*Dataset records*.
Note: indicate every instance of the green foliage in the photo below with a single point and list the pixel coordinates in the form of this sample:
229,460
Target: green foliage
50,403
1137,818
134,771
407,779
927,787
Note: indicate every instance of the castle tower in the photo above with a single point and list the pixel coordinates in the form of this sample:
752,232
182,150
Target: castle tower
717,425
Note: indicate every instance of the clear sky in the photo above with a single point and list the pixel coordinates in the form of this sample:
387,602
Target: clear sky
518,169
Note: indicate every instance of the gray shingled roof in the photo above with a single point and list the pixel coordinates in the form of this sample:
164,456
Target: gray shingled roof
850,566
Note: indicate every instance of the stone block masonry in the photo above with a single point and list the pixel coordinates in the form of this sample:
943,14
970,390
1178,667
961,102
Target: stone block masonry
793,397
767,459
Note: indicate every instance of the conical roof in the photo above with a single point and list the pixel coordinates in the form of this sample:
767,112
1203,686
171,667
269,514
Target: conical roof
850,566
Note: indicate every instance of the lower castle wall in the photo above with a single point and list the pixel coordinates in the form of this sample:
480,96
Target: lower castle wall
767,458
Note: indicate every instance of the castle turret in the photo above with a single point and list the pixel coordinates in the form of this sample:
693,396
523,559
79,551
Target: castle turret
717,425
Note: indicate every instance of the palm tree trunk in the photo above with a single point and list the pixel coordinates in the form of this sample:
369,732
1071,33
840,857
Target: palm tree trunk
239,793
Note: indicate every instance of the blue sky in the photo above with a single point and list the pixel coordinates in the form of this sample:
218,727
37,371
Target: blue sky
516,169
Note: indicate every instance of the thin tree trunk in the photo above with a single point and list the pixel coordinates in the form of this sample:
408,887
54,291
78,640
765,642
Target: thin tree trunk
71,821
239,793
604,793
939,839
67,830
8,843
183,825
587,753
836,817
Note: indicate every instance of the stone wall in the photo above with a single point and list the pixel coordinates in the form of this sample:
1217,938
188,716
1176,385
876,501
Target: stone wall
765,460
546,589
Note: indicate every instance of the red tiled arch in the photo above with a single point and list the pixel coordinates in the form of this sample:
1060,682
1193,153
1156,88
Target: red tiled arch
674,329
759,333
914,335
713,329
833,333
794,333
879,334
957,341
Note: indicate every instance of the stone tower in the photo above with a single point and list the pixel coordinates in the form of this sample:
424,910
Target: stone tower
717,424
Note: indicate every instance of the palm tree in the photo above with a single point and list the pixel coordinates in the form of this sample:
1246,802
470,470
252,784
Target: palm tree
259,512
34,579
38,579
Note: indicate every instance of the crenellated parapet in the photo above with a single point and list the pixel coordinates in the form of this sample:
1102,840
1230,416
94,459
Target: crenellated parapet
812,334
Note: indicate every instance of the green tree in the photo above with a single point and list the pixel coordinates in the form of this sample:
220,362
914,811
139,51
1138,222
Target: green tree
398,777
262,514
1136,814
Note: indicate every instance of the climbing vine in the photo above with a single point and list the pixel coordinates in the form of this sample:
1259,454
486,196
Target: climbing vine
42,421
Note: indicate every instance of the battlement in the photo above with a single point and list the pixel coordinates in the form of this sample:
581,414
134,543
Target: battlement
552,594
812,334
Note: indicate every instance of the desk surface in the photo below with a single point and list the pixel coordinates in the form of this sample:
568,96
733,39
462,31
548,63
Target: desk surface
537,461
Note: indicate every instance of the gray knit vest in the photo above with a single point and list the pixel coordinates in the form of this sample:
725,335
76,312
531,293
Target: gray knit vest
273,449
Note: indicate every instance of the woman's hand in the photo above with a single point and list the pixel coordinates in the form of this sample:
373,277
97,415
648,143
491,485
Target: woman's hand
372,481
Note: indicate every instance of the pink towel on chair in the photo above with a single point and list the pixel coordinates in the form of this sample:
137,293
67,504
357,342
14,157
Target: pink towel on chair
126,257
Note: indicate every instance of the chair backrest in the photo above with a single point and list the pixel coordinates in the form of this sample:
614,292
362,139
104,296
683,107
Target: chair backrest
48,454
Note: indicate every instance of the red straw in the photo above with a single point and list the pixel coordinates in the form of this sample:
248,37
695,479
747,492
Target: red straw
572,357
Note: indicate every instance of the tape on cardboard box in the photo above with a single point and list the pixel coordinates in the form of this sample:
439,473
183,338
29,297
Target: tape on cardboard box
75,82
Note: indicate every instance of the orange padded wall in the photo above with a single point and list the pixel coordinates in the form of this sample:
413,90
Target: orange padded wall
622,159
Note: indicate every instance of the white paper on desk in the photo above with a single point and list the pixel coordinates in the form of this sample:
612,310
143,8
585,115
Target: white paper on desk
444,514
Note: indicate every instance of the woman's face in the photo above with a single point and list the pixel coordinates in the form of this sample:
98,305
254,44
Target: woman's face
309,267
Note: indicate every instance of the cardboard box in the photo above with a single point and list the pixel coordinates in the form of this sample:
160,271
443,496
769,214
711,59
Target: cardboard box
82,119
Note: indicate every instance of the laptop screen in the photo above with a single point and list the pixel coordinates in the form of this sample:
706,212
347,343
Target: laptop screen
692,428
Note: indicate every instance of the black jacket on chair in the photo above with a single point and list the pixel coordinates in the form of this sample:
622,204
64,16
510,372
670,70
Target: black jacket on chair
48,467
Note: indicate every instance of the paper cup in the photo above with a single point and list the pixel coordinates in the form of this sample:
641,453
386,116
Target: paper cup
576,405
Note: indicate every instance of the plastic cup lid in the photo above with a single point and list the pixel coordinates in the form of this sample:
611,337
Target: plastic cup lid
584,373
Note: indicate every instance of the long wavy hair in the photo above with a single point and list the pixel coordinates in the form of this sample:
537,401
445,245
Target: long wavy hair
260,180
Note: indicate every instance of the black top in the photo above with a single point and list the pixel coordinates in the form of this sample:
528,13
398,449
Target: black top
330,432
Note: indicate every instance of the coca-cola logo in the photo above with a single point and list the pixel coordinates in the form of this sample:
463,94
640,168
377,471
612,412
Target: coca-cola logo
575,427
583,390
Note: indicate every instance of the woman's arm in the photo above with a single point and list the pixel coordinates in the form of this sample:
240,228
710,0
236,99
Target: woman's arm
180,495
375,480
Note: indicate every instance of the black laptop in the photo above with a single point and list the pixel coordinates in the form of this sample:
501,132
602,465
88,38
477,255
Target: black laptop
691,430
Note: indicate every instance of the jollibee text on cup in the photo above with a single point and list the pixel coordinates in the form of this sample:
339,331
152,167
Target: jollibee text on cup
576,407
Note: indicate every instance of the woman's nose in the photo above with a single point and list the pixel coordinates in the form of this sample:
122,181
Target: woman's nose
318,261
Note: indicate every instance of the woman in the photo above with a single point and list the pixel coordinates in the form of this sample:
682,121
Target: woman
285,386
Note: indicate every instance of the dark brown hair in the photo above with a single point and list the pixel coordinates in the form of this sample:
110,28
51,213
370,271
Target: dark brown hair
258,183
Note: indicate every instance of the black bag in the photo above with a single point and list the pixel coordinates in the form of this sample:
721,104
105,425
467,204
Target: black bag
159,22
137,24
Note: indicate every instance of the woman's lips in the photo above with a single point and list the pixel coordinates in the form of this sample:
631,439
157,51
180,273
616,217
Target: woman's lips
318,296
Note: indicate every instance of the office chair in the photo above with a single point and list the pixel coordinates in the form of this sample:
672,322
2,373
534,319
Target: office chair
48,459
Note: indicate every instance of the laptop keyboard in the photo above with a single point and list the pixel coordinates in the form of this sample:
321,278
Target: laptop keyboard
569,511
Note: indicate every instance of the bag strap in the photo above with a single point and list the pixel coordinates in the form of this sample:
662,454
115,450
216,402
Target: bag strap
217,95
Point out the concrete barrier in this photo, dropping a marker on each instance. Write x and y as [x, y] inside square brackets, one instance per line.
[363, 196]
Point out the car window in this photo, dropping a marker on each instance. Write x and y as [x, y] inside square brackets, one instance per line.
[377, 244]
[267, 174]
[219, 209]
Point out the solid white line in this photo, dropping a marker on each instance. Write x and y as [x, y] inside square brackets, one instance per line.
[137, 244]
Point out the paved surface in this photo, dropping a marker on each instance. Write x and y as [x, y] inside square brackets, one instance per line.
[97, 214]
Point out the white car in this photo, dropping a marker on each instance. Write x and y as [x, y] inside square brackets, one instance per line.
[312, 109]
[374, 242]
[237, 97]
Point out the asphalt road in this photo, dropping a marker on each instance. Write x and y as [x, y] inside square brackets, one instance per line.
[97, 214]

*Written problem*.
Reproduce exactly the line that holds "Note: indicate every instance of the office", then every line after it, ending with the final line of the records above.

*Problem solution*.
Note: indicate every instance of the office chair in the photo above with a single point and list the pixel coordinates in the form of this sample:
672,322
2,373
534,319
Target: office chair
48,459
Note: indicate every instance of the laptop keyboard in the photo above with a single point and list the pixel coordinates in the form of this sample:
321,278
Target: laptop keyboard
569,511
Note: indicate every instance of the bag strap in the photo above with a single point and list the pixel coordinates in the form of this sample:
662,454
115,450
216,402
Target: bag strap
217,95
Point out the concrete barrier in this photo, dropping a marker on each instance. Write x and y as [x, y] inside square brackets, one instance per line.
[363, 196]
Point out the car window in this photo, dropping a marker on each instance. Write x and y as [x, y] inside square brackets, one instance per line.
[377, 244]
[267, 174]
[219, 209]
Point out the solid white line in this photo, dropping a marker on each instance. Write x and y as [x, y] inside square brackets, one instance per line.
[137, 244]
Point out the paved surface in this photo, dropping a marker on each instance. Write x and y as [x, y] inside square brackets, one instance per line.
[97, 214]
Point out the white car in this photo, dropping a marker on each instance. Write x and y as [x, y] inside square brackets, one instance per line.
[312, 109]
[374, 242]
[237, 97]
Point out the asphalt road in this photo, dropping a marker on each instance. Write x and y as [x, y] inside square brackets, one instance per line.
[97, 214]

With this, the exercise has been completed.